§ Requirements: Please reproduce the part of the 3dDeconvolve forum thread starting with "This occurs before" and going on through "y ← rnorm(nrow(df1))", word for word.

§ Extract provided:
It is probably because of setting up all of the sub-models, too. 3dDeconvolve does not just solve the one model for betas, it has to remove single or groups of terms to get partial (t or F) statistics. Having 200 regressors in the model will make that effort costly.

• rick

This occurs before any parallelization with multiple jobs which confuses me. I would have assumed that the sub-model estimation is parallelized.

Would removing -tout and -Fout reduce this problem?

It seems even with no -tout -fout and adding -nofullf_atall does not speed up the “matrix setup time”.

Also, using the R ‘lm’ example again, R compute marginal t-statistics for all 1000-odd parameters via the ‘summary’ function but this occurs very rapidly (for one time-series).

df1 ← read.table(“statout.xmat.1D”)
y ← rnorm(nrow(df1))
lm.1 ← lm(y ~ ., data=df1)
system.time(summary(lm.1))
user system elapsed
0.031 0.001 0.030

This is before any sub-models are solved. The estimation of parameters (solving the models) is, I believe, what is parallelized across voxels.

§ Record list:
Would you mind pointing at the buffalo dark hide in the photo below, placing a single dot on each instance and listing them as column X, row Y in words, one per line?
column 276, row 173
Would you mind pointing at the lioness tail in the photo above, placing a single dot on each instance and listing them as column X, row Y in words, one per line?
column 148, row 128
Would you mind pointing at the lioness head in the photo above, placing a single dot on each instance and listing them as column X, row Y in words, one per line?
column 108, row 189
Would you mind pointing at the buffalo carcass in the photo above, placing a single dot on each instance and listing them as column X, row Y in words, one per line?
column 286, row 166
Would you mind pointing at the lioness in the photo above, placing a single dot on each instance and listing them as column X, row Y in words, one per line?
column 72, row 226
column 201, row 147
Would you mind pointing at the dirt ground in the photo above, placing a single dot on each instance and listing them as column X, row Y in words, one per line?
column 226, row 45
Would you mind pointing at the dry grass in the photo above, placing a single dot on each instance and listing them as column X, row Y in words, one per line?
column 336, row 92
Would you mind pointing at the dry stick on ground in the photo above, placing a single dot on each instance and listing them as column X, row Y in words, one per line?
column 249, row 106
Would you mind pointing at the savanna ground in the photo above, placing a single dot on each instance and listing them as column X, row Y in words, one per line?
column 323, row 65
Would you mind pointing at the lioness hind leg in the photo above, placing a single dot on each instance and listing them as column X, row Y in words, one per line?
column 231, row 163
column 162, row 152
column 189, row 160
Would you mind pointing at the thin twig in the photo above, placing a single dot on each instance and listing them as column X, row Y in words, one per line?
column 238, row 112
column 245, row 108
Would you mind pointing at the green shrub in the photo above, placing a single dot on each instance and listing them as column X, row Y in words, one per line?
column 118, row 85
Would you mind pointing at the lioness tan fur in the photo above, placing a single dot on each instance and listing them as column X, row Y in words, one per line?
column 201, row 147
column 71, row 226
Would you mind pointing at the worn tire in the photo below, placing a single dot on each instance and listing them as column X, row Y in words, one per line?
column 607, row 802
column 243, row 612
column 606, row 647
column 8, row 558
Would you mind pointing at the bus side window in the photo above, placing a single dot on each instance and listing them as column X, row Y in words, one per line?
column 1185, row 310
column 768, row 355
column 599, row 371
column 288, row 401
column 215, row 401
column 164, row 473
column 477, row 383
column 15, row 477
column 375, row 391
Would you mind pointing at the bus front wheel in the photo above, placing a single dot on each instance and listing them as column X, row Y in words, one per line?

§ Finished answer:
This occurs before any parallelization with multiple jobs which confuses me. I would have assumed that the sub-model estimation is parallelized.

Would removing -tout and -Fout reduce this problem?

It seems even with no -tout -fout and adding -nofullf_atall does not speed up the “matrix setup time”.

Also, using the R ‘lm’ example again, R compute marginal t-statistics for all 1000-odd parameters via the ‘summary’ function but this occurs very rapidly (for one time-series).

df1 ← read.table(“statout.xmat.1D”)
y ← rnorm(nrow(df1))